• _Aim of the exercise_
All entries are to be returned verbatim.

(Collected data entries)
----
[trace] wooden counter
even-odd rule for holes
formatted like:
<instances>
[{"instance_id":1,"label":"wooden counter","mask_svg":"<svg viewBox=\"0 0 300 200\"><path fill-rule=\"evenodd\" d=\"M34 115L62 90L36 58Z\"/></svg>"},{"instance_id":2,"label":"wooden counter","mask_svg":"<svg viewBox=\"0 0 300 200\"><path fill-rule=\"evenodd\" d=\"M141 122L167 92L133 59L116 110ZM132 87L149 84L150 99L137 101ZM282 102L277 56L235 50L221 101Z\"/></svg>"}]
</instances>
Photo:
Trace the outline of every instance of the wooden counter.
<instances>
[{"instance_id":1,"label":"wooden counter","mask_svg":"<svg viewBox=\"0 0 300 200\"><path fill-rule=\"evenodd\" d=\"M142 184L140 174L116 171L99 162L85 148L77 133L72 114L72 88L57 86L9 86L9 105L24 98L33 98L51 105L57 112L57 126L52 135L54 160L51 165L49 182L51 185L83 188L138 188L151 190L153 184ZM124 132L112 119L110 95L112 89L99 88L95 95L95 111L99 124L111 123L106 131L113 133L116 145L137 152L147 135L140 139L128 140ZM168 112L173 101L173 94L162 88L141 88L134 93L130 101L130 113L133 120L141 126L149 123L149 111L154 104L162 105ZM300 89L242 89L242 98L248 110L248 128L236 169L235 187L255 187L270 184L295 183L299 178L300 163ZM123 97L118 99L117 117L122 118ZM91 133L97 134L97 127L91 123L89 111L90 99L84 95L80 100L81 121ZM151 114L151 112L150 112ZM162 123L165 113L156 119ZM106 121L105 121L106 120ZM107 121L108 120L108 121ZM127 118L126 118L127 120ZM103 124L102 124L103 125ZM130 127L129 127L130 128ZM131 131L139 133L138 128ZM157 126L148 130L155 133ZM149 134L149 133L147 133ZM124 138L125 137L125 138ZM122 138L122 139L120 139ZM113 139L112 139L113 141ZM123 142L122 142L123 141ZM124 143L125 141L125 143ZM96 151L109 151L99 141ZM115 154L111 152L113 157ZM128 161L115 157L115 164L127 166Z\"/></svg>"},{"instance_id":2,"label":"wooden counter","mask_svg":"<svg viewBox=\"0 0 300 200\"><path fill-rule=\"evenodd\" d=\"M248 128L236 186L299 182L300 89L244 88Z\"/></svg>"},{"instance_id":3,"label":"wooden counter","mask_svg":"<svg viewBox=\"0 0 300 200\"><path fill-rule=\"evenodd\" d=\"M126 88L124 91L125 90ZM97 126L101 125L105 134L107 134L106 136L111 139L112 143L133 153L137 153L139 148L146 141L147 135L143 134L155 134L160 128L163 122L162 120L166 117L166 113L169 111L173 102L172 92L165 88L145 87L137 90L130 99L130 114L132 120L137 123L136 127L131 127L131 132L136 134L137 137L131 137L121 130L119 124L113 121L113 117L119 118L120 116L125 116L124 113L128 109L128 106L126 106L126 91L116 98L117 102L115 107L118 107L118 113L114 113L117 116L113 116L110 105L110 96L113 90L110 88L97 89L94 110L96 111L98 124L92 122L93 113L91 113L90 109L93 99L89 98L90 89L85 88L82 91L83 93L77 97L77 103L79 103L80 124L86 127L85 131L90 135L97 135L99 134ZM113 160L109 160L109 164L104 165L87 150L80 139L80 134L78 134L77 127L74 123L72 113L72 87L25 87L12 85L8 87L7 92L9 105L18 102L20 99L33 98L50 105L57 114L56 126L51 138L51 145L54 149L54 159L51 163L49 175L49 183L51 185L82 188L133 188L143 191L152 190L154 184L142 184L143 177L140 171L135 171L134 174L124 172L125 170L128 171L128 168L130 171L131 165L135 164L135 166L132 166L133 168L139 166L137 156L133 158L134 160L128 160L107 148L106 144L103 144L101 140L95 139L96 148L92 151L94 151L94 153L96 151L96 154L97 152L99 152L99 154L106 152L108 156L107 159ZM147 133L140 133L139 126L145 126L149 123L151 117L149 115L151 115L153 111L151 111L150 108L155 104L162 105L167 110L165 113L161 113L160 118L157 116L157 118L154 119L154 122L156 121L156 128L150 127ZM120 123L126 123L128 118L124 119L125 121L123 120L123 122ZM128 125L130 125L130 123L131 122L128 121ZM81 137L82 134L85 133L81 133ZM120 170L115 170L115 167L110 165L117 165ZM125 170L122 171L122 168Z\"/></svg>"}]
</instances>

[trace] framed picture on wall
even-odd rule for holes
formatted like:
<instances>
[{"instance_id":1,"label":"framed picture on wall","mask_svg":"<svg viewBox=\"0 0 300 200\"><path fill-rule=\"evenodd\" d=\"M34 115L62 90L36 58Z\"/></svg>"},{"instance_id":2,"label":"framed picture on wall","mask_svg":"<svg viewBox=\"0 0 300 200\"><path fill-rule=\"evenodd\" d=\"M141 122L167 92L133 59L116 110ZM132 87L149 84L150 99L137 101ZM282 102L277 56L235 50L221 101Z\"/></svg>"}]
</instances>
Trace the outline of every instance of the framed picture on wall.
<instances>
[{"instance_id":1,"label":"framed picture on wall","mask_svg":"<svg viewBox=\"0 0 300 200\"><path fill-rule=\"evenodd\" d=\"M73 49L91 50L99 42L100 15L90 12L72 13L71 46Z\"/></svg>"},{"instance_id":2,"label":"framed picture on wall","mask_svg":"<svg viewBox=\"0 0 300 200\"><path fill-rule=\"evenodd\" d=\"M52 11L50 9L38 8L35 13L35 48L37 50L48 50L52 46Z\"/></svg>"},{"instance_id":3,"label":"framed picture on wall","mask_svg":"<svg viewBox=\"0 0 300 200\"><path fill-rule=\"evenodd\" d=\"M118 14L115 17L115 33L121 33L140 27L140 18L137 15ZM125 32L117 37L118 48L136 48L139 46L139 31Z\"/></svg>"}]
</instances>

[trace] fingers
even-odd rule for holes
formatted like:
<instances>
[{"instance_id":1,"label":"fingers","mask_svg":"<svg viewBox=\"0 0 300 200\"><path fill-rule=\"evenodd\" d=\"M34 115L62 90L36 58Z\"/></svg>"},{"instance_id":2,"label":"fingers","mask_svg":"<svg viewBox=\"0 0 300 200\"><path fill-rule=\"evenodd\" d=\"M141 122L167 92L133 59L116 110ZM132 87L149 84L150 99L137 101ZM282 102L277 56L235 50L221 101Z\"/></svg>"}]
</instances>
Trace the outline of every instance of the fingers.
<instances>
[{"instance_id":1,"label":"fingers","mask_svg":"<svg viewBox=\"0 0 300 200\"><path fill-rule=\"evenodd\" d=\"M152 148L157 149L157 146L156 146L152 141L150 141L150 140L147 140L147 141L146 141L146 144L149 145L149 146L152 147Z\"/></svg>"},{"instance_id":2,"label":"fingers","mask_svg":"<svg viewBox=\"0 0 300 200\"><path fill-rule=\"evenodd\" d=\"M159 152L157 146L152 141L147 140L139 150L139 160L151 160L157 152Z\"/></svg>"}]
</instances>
----
• _Response to this task_
[trace] wooden counter
even-odd rule for holes
formatted like:
<instances>
[{"instance_id":1,"label":"wooden counter","mask_svg":"<svg viewBox=\"0 0 300 200\"><path fill-rule=\"evenodd\" d=\"M34 115L62 90L36 58Z\"/></svg>"},{"instance_id":2,"label":"wooden counter","mask_svg":"<svg viewBox=\"0 0 300 200\"><path fill-rule=\"evenodd\" d=\"M141 122L167 92L133 59L116 110ZM132 87L149 84L150 99L137 101ZM282 102L277 56L235 50L221 101Z\"/></svg>"}]
</instances>
Photo:
Trace the outline of every instance of the wooden counter.
<instances>
[{"instance_id":1,"label":"wooden counter","mask_svg":"<svg viewBox=\"0 0 300 200\"><path fill-rule=\"evenodd\" d=\"M142 184L140 174L116 171L99 162L85 148L77 133L72 114L72 88L57 86L9 86L9 105L24 98L33 98L51 105L57 112L57 126L52 135L54 160L51 165L49 182L51 185L83 188L138 188L151 190L153 184ZM124 132L112 119L110 95L112 89L99 88L95 95L95 111L99 124L111 123L106 131L113 133L116 145L137 152L147 135L140 139L128 140ZM168 112L173 101L173 94L162 88L141 88L134 93L130 101L130 113L133 120L141 126L149 123L149 111L154 104L162 105ZM300 89L242 89L242 98L248 110L248 128L236 169L235 187L255 187L270 184L295 183L299 178L300 163ZM123 97L118 99L117 117L122 118ZM91 133L97 134L97 127L91 123L89 111L90 99L84 95L80 100L81 121ZM151 114L151 112L150 112ZM162 123L165 113L156 119ZM106 121L105 121L106 120ZM107 121L108 120L108 121ZM127 118L126 118L127 120ZM103 124L102 124L103 125ZM130 127L129 127L130 128ZM131 131L139 133L138 128ZM157 126L148 130L155 133ZM149 134L149 133L147 133ZM124 138L125 137L125 138ZM122 138L122 139L120 139ZM113 139L112 139L113 141ZM123 142L122 142L123 141ZM124 143L125 141L125 143ZM96 151L109 151L99 141ZM115 154L111 152L113 157ZM128 161L115 157L115 164L127 166Z\"/></svg>"},{"instance_id":2,"label":"wooden counter","mask_svg":"<svg viewBox=\"0 0 300 200\"><path fill-rule=\"evenodd\" d=\"M248 128L236 186L299 182L300 89L244 88Z\"/></svg>"},{"instance_id":3,"label":"wooden counter","mask_svg":"<svg viewBox=\"0 0 300 200\"><path fill-rule=\"evenodd\" d=\"M126 88L124 91L125 90ZM97 126L101 125L105 134L107 134L106 136L111 139L112 143L133 153L137 153L139 148L146 141L147 135L143 134L155 134L160 128L163 122L162 120L166 117L166 113L169 111L173 102L172 92L165 88L145 87L137 90L130 99L130 114L132 120L137 123L136 127L131 127L131 132L136 134L137 137L131 137L121 130L119 124L113 121L113 117L119 118L120 116L125 116L124 113L128 109L128 106L126 106L126 91L116 98L117 102L115 107L118 107L118 113L114 113L117 116L113 116L110 105L110 96L113 90L110 88L97 89L94 110L96 111L98 124L92 122L93 113L91 113L90 109L93 99L89 98L90 89L85 88L82 91L83 93L77 97L77 103L79 103L80 124L86 127L85 131L90 135L97 135L99 134ZM113 160L109 160L109 164L104 165L87 150L80 139L80 134L78 134L77 127L74 123L72 113L72 87L25 87L12 85L8 87L7 92L9 105L18 102L20 99L33 98L50 105L57 114L56 126L51 138L51 145L54 149L54 159L51 163L49 175L49 183L51 185L82 188L133 188L143 191L152 190L154 184L142 184L143 177L140 171L135 171L134 174L124 172L125 170L128 171L128 168L130 171L131 165L135 164L135 166L132 166L133 168L139 166L137 156L133 158L134 160L128 160L107 148L106 144L103 144L101 140L95 139L96 148L92 151L94 151L94 153L96 151L96 154L97 152L99 152L99 154L106 152L108 156L107 159ZM147 133L140 133L139 126L145 126L149 123L151 117L149 115L151 115L153 111L151 111L150 108L155 104L162 105L167 110L165 113L161 113L160 118L157 116L157 118L154 119L154 122L156 121L156 128L150 127ZM120 123L126 123L128 118L124 119L125 121L123 120L123 122ZM128 125L130 125L130 123L131 122L128 121ZM81 137L82 134L85 133L81 133ZM120 170L115 170L115 167L110 165L117 165ZM125 170L122 171L122 168Z\"/></svg>"}]
</instances>

[trace] framed picture on wall
even-odd rule for holes
formatted like:
<instances>
[{"instance_id":1,"label":"framed picture on wall","mask_svg":"<svg viewBox=\"0 0 300 200\"><path fill-rule=\"evenodd\" d=\"M34 115L62 90L36 58Z\"/></svg>"},{"instance_id":2,"label":"framed picture on wall","mask_svg":"<svg viewBox=\"0 0 300 200\"><path fill-rule=\"evenodd\" d=\"M141 122L167 92L133 59L116 110ZM132 87L149 84L150 99L137 101ZM282 102L277 56L235 50L221 101Z\"/></svg>"}]
</instances>
Trace the outline of every instance of the framed picture on wall.
<instances>
[{"instance_id":1,"label":"framed picture on wall","mask_svg":"<svg viewBox=\"0 0 300 200\"><path fill-rule=\"evenodd\" d=\"M73 49L91 50L99 42L100 15L90 12L72 13L71 46Z\"/></svg>"},{"instance_id":2,"label":"framed picture on wall","mask_svg":"<svg viewBox=\"0 0 300 200\"><path fill-rule=\"evenodd\" d=\"M52 11L50 9L38 8L35 13L35 48L37 50L48 50L52 46Z\"/></svg>"},{"instance_id":3,"label":"framed picture on wall","mask_svg":"<svg viewBox=\"0 0 300 200\"><path fill-rule=\"evenodd\" d=\"M118 14L115 17L115 33L121 33L140 27L140 18L137 15ZM125 32L117 37L118 48L136 48L139 46L139 31Z\"/></svg>"}]
</instances>

[trace] fingers
even-odd rule for holes
formatted like:
<instances>
[{"instance_id":1,"label":"fingers","mask_svg":"<svg viewBox=\"0 0 300 200\"><path fill-rule=\"evenodd\" d=\"M34 115L62 90L36 58Z\"/></svg>"},{"instance_id":2,"label":"fingers","mask_svg":"<svg viewBox=\"0 0 300 200\"><path fill-rule=\"evenodd\" d=\"M141 122L167 92L133 59L116 110ZM132 87L149 84L150 99L137 101ZM282 102L277 56L235 50L221 101Z\"/></svg>"}]
</instances>
Trace the outline of every instance of the fingers.
<instances>
[{"instance_id":1,"label":"fingers","mask_svg":"<svg viewBox=\"0 0 300 200\"><path fill-rule=\"evenodd\" d=\"M152 148L157 149L157 146L156 146L152 141L150 141L150 140L147 140L147 141L146 141L146 144L149 145L149 146L152 147Z\"/></svg>"},{"instance_id":2,"label":"fingers","mask_svg":"<svg viewBox=\"0 0 300 200\"><path fill-rule=\"evenodd\" d=\"M159 152L157 146L152 141L147 140L139 150L139 160L151 160L157 152Z\"/></svg>"}]
</instances>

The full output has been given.